Aim — Copy the lines from the first one through the line containing "[120,552,295,626]", both ends included and the requests kept unchanged. Multiply every box coordinate by 0.45 and round each result to a whole number, rounding halves up.
------ Records to use
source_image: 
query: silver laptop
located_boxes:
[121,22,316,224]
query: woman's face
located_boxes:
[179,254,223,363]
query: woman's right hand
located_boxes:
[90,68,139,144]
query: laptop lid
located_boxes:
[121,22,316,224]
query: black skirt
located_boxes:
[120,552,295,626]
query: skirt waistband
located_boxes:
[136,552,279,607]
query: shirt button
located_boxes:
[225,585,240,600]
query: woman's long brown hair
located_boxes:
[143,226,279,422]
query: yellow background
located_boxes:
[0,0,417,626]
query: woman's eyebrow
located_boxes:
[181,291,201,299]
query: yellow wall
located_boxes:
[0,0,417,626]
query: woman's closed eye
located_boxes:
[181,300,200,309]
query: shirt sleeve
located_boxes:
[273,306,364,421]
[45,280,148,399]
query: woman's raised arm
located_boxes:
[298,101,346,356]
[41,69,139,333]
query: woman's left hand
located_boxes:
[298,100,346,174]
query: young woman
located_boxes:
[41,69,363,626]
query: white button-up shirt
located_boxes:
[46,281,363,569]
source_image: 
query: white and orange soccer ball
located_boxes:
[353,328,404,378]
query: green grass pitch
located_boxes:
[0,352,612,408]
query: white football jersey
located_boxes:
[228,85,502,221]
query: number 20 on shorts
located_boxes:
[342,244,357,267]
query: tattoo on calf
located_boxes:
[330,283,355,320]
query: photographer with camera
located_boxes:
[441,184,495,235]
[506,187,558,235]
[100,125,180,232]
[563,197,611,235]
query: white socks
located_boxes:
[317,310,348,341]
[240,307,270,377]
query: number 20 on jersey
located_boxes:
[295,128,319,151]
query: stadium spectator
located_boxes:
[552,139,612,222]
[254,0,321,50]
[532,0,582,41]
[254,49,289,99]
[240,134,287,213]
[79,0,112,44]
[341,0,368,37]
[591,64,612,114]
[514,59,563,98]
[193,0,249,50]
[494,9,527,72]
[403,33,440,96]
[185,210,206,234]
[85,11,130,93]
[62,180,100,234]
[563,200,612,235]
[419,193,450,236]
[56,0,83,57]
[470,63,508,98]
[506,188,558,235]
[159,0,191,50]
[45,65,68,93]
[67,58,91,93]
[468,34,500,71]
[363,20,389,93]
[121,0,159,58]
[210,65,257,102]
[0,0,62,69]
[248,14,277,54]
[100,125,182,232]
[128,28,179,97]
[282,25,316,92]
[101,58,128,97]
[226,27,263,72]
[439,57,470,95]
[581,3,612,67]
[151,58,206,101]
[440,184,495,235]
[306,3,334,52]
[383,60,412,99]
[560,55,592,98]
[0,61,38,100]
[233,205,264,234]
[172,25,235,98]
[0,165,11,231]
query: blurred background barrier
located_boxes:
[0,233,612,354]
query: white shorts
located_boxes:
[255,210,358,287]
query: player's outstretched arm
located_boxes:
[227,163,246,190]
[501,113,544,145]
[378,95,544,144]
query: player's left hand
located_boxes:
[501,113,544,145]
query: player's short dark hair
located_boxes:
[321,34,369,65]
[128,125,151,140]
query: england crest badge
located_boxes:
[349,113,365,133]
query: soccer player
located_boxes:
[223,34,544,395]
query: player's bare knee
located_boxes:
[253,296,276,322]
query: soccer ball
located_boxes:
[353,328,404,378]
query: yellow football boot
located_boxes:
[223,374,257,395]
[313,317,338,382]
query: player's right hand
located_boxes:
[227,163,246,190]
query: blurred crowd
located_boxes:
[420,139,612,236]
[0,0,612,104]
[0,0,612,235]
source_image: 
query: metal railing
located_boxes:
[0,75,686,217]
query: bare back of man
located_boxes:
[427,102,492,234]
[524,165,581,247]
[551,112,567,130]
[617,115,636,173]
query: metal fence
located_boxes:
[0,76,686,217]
------------
Solution below —
source_image: 
query: silver laptop
located_boxes:
[54,10,142,101]
query: woman's face
located_boxes:
[81,114,100,163]
query: woman's right hand
located_boxes:
[41,31,63,65]
query: laptop lid
located_boxes:
[54,10,142,101]
query: black skirt
located_boxes:
[54,248,133,282]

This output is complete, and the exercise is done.